(WHAT YOU HAVE TO DO):
Quote, word for word, every line starting at the line that contains "For each instance, a" and ending with the last line of the records; include both of these lines and no others.

(DATA PROVIDED):
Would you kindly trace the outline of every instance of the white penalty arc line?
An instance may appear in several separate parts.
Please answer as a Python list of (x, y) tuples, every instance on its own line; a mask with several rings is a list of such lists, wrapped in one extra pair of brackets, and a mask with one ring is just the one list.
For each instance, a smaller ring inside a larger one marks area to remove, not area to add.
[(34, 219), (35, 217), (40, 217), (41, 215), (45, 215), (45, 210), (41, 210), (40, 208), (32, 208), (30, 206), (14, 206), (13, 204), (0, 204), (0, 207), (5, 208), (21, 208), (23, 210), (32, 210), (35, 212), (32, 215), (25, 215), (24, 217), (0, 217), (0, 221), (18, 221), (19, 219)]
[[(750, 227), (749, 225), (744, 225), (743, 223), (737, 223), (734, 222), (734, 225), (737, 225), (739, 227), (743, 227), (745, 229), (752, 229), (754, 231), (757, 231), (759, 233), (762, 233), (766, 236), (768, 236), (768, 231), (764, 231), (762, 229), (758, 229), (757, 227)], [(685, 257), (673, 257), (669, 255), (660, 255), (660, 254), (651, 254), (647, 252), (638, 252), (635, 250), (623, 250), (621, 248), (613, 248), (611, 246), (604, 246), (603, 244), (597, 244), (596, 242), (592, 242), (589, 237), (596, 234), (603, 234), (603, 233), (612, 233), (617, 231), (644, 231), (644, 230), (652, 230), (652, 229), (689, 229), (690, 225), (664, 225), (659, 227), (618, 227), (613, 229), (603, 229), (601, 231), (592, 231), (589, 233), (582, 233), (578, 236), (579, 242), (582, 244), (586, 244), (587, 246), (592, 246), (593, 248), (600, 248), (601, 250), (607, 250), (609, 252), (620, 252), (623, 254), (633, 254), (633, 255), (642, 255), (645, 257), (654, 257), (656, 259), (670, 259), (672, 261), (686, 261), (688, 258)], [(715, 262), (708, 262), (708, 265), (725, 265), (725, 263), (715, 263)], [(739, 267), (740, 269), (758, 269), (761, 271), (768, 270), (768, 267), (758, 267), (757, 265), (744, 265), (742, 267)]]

(FINISHED TASK):
For each instance, a smaller ring inside a larger one marks area to remove, not area to add.
[(34, 219), (35, 217), (40, 217), (41, 215), (45, 215), (45, 210), (41, 210), (40, 208), (32, 208), (30, 206), (14, 206), (13, 204), (0, 204), (0, 207), (5, 208), (21, 208), (23, 210), (32, 210), (35, 212), (32, 215), (25, 215), (24, 217), (0, 217), (0, 221), (18, 221), (19, 219)]
[[(750, 227), (749, 225), (744, 225), (743, 223), (737, 223), (734, 222), (734, 225), (737, 225), (739, 227), (743, 227), (745, 229), (752, 229), (754, 231), (757, 231), (759, 233), (762, 233), (766, 236), (768, 236), (768, 231), (764, 231), (762, 229), (758, 229), (757, 227)], [(685, 257), (673, 257), (669, 255), (660, 255), (660, 254), (651, 254), (647, 252), (638, 252), (635, 250), (623, 250), (621, 248), (613, 248), (611, 246), (604, 246), (603, 244), (597, 244), (596, 242), (592, 242), (589, 237), (596, 234), (603, 234), (603, 233), (612, 233), (617, 231), (644, 231), (644, 230), (652, 230), (652, 229), (689, 229), (690, 225), (664, 225), (659, 227), (618, 227), (613, 229), (603, 229), (601, 231), (592, 231), (589, 233), (582, 233), (578, 236), (579, 242), (582, 244), (586, 244), (587, 246), (592, 246), (593, 248), (600, 248), (601, 250), (607, 250), (609, 252), (620, 252), (623, 254), (633, 254), (633, 255), (642, 255), (645, 257), (654, 257), (656, 259), (670, 259), (672, 261), (686, 261), (688, 258)], [(715, 262), (708, 262), (708, 265), (725, 265), (725, 263), (715, 263)], [(739, 267), (740, 269), (758, 269), (761, 271), (768, 270), (768, 267), (758, 267), (757, 265), (744, 265), (742, 267)]]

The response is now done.